DATA FOR ANALYSIS –
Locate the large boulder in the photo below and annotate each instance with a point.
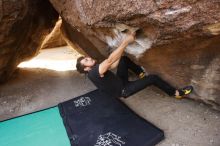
(23, 25)
(55, 38)
(178, 39)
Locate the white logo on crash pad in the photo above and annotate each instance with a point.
(109, 139)
(83, 101)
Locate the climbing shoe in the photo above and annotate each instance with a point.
(141, 75)
(184, 91)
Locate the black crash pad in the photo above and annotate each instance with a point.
(96, 119)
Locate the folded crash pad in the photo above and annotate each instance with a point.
(43, 128)
(97, 119)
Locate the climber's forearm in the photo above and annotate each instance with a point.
(116, 54)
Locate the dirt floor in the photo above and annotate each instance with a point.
(185, 122)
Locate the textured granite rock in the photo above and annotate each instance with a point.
(23, 25)
(178, 39)
(55, 38)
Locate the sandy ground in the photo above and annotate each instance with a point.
(185, 122)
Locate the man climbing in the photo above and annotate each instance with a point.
(118, 85)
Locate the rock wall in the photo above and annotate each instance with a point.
(55, 38)
(23, 25)
(178, 39)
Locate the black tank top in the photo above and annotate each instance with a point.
(110, 83)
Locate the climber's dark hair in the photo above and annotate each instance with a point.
(79, 66)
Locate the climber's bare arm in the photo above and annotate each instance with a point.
(113, 59)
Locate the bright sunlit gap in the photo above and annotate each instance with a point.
(59, 59)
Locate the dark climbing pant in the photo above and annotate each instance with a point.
(131, 87)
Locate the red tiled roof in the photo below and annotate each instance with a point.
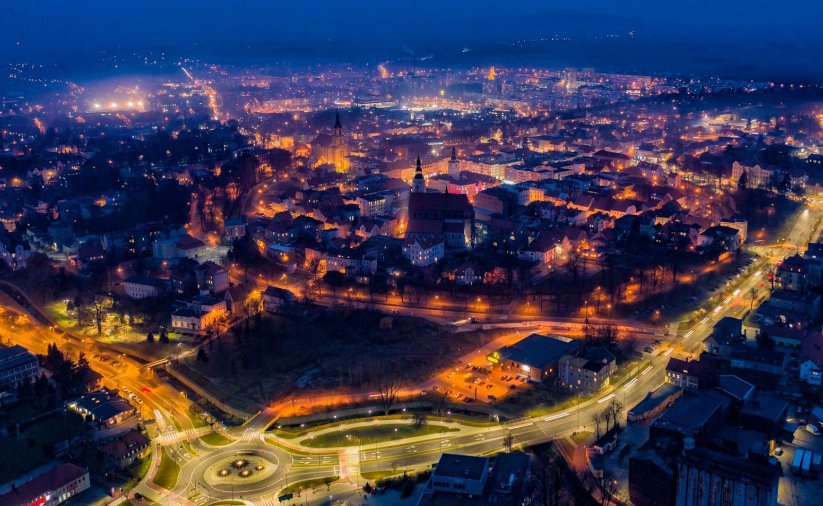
(47, 482)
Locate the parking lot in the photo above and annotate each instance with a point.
(477, 383)
(793, 486)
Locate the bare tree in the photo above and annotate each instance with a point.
(548, 478)
(598, 420)
(615, 409)
(508, 442)
(388, 389)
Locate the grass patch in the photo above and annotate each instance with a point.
(581, 436)
(296, 488)
(34, 446)
(215, 439)
(293, 433)
(378, 475)
(196, 420)
(140, 472)
(168, 471)
(375, 434)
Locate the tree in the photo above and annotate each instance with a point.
(547, 474)
(743, 182)
(765, 341)
(771, 274)
(508, 442)
(388, 390)
(253, 305)
(598, 420)
(614, 410)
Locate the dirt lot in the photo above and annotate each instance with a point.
(341, 350)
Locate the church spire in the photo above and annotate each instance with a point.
(418, 183)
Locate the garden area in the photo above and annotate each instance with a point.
(373, 434)
(351, 350)
(37, 443)
(167, 472)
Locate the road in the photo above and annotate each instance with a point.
(286, 461)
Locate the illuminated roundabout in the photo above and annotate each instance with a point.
(237, 471)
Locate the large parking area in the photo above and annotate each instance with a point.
(472, 378)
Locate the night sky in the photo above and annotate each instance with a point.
(752, 38)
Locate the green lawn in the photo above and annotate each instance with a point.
(215, 439)
(33, 448)
(168, 471)
(379, 475)
(581, 436)
(142, 469)
(308, 484)
(369, 435)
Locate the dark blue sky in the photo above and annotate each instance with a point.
(749, 37)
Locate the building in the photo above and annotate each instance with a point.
(145, 287)
(536, 357)
(418, 183)
(424, 251)
(791, 273)
(275, 299)
(212, 278)
(235, 229)
(457, 481)
(448, 216)
(332, 149)
(48, 489)
(460, 474)
(17, 365)
(709, 476)
(102, 408)
(683, 373)
(193, 321)
(587, 371)
(124, 450)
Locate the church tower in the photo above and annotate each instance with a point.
(418, 184)
(454, 165)
(337, 136)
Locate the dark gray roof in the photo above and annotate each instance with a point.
(735, 386)
(14, 356)
(461, 466)
(539, 351)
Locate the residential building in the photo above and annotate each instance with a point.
(460, 474)
(709, 476)
(212, 278)
(53, 487)
(17, 365)
(587, 371)
(683, 373)
(424, 251)
(103, 408)
(125, 449)
(275, 299)
(145, 287)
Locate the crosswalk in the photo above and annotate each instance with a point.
(252, 435)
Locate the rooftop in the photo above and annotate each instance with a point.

WORK ORDER –
Everything from the line with "Locate the tree" through the last line of the entries is to be written out again, unchanged; nothing else belongs in the answer.

RESULT –
Locate the tree in the photo above and annotate each instance with a point.
(547, 474)
(743, 182)
(765, 341)
(771, 274)
(508, 442)
(388, 390)
(253, 305)
(598, 420)
(614, 410)
Locate the dirt lot in the photo above and annotate each instance with a point.
(341, 350)
Locate the church spire in the photo above and annotate each instance with a point.
(418, 183)
Locate the garden area in the photo above and annotate each instance with a point.
(373, 434)
(351, 350)
(37, 443)
(167, 472)
Locate the road in the photo above and annotate each instance with a point.
(286, 461)
Locate the illuminated roundabout in the photo above and annotate each instance with a point.
(237, 471)
Locate the large parking area in the photo above and annotate each instance with a point.
(472, 378)
Locate the night sky in the photo above and annotate each instance with a point.
(752, 38)
Locate the green lawn in the photo above and annotate each instance with a point.
(215, 439)
(33, 448)
(168, 471)
(379, 475)
(581, 436)
(142, 469)
(308, 484)
(369, 435)
Locate the dark blue sky in the photo above and annotate each instance with a point.
(749, 37)
Locate the building in the photo above and annotate each instance with a point.
(145, 287)
(536, 357)
(418, 183)
(424, 251)
(791, 273)
(275, 299)
(212, 278)
(235, 229)
(457, 481)
(448, 216)
(332, 149)
(48, 489)
(460, 474)
(17, 365)
(709, 476)
(102, 408)
(683, 373)
(193, 321)
(587, 371)
(124, 450)
Locate the church tower in the photo above and annotate each instance with a point.
(418, 184)
(454, 165)
(337, 136)
Locate the dark gray roof in the photo above and annotate each instance with a point.
(735, 386)
(14, 356)
(461, 466)
(539, 351)
Locate the residential building in the photo above and annotate each instance with a point.
(460, 474)
(709, 476)
(212, 278)
(53, 487)
(17, 365)
(587, 371)
(683, 373)
(424, 251)
(103, 408)
(125, 449)
(275, 299)
(145, 287)
Locate the crosswalk in the photo above and annotate each instance with a point.
(252, 435)
Locate the rooftop in the photo above and annotate each instance with a point.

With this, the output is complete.